##### Exercise input

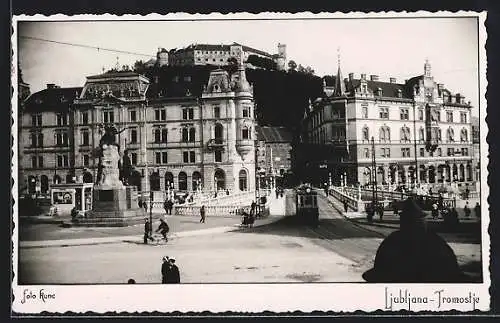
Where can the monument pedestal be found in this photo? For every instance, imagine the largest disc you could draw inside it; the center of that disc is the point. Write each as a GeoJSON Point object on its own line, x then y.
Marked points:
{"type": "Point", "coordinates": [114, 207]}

##########
##### Exercise input

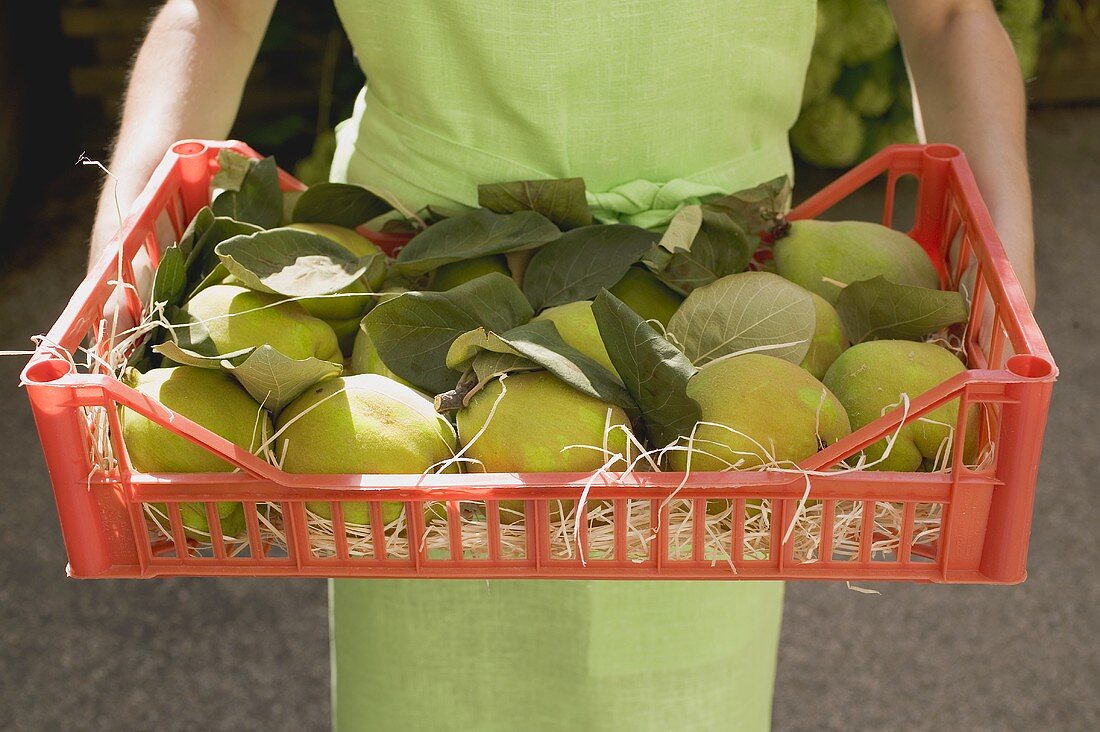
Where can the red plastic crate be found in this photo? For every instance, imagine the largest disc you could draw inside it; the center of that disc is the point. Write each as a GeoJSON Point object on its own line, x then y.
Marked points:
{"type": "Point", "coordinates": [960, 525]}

##########
##### Exercise input

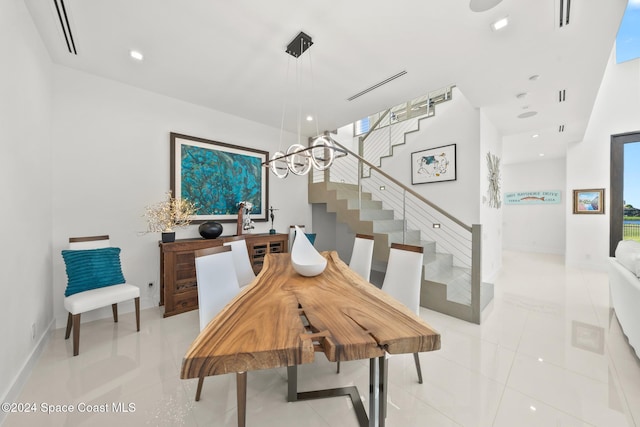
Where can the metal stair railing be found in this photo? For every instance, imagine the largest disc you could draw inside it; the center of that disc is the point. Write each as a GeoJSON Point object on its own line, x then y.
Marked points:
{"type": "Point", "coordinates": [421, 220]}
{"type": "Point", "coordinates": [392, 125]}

##########

Count the lines in the data above that contain the word "could", and reply with that number alone.

| Worked answer |
3